Task objective = In the records below, find the line with "Phrase: car bodywork" and the line with "292, row 201.". Print both exactly, along with every line between them, and no other line.
╔══
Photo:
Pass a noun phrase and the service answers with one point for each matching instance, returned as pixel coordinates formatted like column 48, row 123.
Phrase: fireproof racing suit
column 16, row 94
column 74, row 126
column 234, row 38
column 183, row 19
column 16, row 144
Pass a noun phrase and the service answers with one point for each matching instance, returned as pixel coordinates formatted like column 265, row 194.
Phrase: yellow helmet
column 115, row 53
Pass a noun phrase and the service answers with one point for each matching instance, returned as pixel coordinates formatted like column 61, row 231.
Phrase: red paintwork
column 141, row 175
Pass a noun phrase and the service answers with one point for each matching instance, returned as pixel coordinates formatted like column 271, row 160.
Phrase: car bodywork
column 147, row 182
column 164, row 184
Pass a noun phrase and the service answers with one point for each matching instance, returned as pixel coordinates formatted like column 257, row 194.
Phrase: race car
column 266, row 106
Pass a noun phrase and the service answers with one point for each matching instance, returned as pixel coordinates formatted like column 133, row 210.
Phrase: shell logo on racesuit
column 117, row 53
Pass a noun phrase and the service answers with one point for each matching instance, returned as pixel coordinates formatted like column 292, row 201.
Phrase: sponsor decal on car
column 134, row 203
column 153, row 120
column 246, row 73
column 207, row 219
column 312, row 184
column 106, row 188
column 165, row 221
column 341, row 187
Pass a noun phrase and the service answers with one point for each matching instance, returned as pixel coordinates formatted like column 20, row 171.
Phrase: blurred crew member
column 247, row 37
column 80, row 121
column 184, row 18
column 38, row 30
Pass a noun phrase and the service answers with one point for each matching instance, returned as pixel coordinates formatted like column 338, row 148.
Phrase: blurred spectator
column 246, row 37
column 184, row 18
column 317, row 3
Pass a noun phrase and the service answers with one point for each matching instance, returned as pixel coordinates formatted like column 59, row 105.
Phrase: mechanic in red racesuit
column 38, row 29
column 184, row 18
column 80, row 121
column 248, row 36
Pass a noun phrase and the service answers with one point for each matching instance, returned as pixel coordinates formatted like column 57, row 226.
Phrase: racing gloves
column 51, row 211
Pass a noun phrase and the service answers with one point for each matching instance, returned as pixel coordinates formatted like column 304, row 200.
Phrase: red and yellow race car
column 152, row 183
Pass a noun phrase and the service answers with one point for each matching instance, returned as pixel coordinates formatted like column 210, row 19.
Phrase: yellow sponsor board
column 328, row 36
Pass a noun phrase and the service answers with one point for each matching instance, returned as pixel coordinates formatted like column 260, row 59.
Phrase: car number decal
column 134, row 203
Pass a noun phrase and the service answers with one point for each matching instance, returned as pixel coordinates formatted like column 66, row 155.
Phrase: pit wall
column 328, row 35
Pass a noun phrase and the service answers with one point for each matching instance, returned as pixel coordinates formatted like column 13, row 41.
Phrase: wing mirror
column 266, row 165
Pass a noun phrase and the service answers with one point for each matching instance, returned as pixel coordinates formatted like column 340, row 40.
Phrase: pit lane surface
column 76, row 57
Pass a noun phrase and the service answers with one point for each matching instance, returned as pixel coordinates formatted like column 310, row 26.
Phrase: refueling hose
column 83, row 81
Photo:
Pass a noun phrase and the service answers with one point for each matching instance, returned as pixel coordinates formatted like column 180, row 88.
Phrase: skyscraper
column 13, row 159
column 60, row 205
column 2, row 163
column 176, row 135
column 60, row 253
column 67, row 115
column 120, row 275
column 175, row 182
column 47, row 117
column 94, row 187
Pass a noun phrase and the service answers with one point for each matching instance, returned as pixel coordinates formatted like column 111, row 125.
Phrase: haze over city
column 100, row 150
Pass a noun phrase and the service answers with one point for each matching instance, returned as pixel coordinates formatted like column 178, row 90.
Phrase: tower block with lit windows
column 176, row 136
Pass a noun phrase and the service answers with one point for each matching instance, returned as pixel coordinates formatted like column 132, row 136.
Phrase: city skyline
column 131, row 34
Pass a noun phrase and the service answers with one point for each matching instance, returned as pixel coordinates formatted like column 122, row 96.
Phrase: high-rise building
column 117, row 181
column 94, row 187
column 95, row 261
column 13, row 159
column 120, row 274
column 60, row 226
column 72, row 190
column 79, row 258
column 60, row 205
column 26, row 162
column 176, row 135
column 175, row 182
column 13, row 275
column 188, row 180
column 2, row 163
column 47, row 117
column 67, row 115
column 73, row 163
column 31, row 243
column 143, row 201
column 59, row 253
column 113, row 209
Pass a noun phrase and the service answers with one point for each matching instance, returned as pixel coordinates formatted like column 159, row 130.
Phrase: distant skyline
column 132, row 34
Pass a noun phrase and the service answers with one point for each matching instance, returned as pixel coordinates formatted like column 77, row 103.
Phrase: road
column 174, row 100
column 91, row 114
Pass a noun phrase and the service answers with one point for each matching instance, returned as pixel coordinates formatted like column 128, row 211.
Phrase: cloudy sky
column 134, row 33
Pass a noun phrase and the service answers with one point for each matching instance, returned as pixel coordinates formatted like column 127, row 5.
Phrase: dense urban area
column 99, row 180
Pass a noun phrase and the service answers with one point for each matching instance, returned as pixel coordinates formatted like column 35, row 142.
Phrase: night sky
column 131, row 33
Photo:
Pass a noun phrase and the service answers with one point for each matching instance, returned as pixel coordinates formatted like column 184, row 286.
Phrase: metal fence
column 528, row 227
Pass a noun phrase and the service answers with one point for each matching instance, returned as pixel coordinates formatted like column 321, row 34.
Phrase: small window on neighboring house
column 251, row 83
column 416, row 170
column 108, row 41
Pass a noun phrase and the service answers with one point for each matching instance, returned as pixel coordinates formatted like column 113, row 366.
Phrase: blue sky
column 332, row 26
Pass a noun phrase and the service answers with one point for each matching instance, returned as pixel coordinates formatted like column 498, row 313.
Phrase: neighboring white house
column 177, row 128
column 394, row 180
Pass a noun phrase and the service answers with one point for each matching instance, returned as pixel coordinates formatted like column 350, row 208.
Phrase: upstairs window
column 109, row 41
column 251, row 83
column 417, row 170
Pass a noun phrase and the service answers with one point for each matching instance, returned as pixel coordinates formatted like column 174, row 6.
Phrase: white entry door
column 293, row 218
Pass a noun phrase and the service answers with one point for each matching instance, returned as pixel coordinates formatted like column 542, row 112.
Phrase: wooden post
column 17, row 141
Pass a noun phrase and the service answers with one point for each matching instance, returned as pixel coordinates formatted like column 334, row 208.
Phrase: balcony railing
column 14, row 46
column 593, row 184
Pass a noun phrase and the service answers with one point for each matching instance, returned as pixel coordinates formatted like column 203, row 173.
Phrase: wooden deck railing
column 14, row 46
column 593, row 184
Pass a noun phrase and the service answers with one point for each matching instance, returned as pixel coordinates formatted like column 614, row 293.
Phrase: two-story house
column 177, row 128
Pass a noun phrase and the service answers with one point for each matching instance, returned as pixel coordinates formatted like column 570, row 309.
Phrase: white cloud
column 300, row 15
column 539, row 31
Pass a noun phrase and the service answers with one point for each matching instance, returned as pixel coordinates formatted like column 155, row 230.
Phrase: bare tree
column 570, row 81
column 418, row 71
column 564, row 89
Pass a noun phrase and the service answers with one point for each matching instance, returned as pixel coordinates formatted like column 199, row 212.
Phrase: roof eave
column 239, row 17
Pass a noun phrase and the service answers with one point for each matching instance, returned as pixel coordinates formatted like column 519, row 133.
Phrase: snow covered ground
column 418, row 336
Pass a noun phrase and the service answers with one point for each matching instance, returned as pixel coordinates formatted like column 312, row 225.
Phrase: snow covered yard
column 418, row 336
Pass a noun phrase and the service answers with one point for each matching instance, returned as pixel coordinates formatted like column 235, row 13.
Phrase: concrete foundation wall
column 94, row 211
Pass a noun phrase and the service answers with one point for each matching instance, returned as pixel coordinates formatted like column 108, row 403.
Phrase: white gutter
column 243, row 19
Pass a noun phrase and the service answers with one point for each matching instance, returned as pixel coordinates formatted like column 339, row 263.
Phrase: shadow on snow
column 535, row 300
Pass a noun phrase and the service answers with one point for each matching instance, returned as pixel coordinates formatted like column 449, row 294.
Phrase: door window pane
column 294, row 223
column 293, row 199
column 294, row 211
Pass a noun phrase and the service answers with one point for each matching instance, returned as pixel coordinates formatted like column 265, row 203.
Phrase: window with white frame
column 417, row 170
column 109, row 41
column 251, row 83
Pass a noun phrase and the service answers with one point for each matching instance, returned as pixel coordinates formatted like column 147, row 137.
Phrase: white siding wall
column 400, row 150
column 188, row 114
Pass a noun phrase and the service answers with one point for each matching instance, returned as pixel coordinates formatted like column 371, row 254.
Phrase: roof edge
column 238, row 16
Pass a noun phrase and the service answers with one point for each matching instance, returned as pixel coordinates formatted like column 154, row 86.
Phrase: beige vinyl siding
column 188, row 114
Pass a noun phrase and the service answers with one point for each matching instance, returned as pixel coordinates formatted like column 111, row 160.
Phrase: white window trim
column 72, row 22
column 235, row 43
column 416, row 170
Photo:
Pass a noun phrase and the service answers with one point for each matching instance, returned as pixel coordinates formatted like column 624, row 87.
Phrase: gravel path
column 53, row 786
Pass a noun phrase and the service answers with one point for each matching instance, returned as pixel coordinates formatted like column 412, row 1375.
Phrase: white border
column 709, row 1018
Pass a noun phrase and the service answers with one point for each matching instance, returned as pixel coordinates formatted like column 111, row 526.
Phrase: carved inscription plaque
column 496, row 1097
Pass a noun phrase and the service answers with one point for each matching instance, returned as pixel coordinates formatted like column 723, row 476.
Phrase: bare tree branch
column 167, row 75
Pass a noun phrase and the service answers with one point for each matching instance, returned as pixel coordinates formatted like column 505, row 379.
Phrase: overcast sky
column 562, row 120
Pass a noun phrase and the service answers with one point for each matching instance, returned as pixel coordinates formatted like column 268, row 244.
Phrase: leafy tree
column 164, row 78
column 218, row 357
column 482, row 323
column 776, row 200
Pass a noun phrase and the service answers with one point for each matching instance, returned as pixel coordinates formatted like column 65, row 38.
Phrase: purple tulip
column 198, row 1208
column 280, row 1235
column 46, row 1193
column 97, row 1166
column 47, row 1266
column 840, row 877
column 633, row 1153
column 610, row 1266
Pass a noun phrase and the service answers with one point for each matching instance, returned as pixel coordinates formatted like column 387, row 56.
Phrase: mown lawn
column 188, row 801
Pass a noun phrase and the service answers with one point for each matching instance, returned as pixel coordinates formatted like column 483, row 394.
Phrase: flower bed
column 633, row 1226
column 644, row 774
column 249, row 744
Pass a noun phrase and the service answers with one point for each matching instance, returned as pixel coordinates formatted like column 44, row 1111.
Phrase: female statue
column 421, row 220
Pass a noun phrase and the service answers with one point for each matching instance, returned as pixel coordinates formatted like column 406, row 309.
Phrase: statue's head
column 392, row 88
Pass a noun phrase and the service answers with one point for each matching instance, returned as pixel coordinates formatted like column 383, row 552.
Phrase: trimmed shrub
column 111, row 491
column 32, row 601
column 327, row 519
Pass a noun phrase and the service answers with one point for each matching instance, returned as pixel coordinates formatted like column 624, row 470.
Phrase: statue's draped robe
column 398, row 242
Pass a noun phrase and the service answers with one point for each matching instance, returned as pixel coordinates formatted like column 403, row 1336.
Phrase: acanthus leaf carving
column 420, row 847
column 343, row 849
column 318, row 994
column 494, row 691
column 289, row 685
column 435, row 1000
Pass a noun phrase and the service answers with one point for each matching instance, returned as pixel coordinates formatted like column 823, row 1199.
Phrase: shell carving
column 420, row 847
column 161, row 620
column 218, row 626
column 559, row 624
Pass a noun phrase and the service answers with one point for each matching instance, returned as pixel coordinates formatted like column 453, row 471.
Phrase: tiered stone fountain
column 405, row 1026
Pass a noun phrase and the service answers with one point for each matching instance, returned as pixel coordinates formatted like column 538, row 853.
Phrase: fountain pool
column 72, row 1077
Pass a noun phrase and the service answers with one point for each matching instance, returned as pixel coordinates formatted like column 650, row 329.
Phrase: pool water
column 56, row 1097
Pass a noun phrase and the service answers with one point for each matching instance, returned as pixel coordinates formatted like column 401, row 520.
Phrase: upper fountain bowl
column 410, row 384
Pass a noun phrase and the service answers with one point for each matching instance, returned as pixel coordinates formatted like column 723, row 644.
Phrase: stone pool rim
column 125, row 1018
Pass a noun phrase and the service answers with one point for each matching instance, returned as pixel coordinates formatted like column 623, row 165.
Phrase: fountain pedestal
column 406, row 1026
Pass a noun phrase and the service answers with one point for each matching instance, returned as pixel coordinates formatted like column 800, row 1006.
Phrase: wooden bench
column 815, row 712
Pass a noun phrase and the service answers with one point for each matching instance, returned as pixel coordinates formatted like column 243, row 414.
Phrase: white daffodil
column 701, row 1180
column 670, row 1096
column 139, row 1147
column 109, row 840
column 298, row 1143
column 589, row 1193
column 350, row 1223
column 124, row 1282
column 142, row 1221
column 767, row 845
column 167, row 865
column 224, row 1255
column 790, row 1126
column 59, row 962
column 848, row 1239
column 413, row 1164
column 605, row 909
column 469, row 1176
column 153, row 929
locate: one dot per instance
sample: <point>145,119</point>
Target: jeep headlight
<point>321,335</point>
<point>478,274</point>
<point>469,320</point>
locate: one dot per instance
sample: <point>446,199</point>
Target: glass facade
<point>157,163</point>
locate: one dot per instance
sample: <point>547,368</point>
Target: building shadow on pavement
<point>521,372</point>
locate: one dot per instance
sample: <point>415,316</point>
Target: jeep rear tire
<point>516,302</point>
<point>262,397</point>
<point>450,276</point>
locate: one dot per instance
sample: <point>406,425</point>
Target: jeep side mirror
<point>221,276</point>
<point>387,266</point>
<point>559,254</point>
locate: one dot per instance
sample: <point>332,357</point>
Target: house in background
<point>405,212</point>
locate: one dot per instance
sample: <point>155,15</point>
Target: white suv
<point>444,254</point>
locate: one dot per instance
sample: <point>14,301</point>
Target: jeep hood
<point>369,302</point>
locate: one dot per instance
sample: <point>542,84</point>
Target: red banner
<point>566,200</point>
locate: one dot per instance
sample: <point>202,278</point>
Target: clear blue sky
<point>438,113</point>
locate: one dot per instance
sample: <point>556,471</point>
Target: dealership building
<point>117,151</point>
╚══
Reply =
Phrase: car bodywork
column 147, row 182
column 164, row 184
Pass a noun phrase and the service answers with one point for each matching instance, returned as pixel coordinates formatted like column 257, row 194.
Phrase: race car
column 266, row 106
Pass a noun phrase and the service answers with one point for each matching instance, returned as pixel coordinates formatted like column 133, row 210.
Phrase: shell logo on racesuit
column 117, row 53
Pass a noun phrase and the service answers with one point for each matching instance, returned as pixel coordinates formatted like column 292, row 201.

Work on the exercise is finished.